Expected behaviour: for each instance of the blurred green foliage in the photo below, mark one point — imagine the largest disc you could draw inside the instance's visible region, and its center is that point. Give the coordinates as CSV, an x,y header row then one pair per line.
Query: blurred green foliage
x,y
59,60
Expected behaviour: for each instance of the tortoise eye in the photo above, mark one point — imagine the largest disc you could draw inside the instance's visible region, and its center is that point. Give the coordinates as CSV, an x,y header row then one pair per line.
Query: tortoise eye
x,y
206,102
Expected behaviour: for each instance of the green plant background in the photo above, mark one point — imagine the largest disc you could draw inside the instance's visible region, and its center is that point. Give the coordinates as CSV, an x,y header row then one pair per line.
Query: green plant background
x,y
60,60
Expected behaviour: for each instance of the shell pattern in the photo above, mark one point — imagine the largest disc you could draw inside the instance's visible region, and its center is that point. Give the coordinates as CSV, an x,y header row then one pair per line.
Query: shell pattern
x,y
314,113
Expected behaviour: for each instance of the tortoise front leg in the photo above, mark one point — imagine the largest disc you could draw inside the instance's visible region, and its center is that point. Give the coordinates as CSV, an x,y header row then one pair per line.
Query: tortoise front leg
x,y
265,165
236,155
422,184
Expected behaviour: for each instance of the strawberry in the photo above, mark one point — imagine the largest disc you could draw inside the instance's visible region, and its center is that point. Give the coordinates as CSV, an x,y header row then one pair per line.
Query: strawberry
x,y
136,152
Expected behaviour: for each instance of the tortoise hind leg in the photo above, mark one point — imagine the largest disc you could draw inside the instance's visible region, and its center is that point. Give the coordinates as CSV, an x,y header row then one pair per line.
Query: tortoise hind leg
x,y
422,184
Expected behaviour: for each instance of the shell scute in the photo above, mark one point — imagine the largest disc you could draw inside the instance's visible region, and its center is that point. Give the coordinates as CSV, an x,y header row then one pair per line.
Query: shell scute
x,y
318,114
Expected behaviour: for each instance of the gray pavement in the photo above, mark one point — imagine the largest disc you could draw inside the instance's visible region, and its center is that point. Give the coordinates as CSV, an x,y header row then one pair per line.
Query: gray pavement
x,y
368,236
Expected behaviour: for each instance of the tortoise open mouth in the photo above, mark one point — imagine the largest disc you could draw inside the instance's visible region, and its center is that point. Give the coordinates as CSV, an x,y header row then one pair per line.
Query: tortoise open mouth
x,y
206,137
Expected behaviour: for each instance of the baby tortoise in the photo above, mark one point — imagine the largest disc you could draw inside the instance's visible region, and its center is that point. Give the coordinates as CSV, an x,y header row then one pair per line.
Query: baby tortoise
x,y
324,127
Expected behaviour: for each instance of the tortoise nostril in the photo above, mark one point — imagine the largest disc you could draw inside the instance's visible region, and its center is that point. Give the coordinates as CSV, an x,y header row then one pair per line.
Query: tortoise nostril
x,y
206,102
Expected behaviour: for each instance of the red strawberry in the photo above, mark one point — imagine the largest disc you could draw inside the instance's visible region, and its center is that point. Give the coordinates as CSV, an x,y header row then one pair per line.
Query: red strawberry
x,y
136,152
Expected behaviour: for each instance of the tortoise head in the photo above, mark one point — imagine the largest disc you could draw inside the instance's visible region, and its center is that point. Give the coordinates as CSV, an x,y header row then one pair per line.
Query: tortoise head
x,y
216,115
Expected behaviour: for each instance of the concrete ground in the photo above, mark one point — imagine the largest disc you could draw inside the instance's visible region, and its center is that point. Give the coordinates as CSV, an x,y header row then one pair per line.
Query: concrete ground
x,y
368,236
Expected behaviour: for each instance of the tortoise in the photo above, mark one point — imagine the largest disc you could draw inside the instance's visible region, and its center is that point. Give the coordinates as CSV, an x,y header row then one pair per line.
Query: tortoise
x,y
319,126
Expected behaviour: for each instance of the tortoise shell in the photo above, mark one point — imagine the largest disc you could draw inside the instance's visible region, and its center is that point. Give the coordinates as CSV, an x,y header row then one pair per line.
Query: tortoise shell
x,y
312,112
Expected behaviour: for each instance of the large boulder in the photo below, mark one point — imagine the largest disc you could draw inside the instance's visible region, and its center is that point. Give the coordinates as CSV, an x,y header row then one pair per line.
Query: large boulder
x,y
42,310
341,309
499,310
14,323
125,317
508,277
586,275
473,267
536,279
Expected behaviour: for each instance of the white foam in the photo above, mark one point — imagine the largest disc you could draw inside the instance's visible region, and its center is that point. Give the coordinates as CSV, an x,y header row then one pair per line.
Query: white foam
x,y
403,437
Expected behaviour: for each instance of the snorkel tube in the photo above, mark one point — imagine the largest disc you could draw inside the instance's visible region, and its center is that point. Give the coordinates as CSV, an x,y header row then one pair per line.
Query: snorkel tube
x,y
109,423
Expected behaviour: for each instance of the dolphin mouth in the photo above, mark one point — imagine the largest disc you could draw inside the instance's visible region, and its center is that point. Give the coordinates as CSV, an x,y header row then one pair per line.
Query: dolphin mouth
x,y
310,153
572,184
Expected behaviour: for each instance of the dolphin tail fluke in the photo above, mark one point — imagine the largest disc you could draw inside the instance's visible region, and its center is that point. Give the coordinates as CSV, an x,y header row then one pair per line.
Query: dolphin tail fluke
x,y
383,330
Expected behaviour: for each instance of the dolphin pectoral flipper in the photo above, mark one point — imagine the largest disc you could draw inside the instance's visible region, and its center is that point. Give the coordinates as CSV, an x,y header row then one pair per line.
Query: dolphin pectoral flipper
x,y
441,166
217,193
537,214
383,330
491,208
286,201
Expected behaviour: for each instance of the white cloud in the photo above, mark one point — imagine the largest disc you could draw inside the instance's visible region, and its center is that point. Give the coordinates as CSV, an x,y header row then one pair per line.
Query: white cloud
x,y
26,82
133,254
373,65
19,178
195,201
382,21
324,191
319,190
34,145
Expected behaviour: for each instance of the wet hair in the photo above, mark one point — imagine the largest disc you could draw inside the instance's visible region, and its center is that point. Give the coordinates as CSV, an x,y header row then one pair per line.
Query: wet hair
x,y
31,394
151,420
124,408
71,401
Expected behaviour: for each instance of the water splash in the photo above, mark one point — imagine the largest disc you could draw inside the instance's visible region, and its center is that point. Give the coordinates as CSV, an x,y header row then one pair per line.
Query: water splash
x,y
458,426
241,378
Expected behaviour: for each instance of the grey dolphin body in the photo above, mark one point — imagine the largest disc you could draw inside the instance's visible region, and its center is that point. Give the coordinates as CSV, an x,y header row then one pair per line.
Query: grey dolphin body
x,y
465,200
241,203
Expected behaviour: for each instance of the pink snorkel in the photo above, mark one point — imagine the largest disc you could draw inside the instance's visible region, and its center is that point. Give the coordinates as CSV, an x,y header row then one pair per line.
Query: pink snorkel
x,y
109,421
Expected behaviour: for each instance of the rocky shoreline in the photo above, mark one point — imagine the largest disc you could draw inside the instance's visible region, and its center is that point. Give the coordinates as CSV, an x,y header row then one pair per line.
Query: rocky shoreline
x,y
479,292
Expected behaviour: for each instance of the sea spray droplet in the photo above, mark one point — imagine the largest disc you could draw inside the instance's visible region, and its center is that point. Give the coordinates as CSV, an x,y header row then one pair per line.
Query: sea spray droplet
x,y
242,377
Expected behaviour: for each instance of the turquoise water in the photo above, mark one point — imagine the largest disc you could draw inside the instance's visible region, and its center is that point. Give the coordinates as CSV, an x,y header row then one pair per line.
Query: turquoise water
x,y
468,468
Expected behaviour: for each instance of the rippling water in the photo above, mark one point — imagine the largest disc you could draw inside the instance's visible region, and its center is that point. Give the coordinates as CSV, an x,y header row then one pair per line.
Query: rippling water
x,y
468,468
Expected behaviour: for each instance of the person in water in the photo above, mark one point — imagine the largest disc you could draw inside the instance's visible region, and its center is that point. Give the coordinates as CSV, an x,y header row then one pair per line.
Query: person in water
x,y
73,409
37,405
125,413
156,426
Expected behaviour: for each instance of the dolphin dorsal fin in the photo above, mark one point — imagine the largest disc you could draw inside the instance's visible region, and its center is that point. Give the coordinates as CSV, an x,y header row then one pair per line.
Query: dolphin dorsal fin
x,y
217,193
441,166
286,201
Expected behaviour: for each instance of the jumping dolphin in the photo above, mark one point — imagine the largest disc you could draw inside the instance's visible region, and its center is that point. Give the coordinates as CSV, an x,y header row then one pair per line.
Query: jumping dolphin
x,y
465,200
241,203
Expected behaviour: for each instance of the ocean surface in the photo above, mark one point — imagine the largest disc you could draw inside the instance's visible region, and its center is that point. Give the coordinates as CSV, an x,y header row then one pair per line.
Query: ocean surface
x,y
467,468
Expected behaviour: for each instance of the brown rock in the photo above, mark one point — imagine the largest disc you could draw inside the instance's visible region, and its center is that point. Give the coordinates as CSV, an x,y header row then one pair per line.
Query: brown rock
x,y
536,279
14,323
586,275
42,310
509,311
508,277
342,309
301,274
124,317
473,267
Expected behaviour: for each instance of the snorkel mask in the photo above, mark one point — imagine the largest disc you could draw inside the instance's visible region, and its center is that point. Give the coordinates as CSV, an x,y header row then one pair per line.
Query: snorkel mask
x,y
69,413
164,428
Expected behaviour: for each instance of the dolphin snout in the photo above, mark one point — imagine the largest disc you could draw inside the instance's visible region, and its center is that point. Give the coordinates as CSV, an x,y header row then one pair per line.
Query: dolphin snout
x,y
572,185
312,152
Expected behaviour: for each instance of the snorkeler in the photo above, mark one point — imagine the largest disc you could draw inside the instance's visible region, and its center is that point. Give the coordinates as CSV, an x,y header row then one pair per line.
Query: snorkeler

========

_Given task:_ Return exactly, and only, the line containing "Expected behaviour: for each instance of the dolphin snout" and every line after it through the end of the material.

_Expected answer:_
Expected behaviour: for each instance of the dolphin snout in the photo above, mark one point — imagine the largest disc you could draw inside the instance's visible region, and its center is that point. Give the coordinates as CSV, an x,y header row then one pair per line.
Query: dolphin snout
x,y
572,185
312,152
Expected behaviour: for each instance of the snorkeler in the photo above, mark one point — imagine the largest disc you could draw inside the instance's visible region, and its center is that point. Give the coordinates as CSV, an x,y header row then one pair per line.
Query: snorkeler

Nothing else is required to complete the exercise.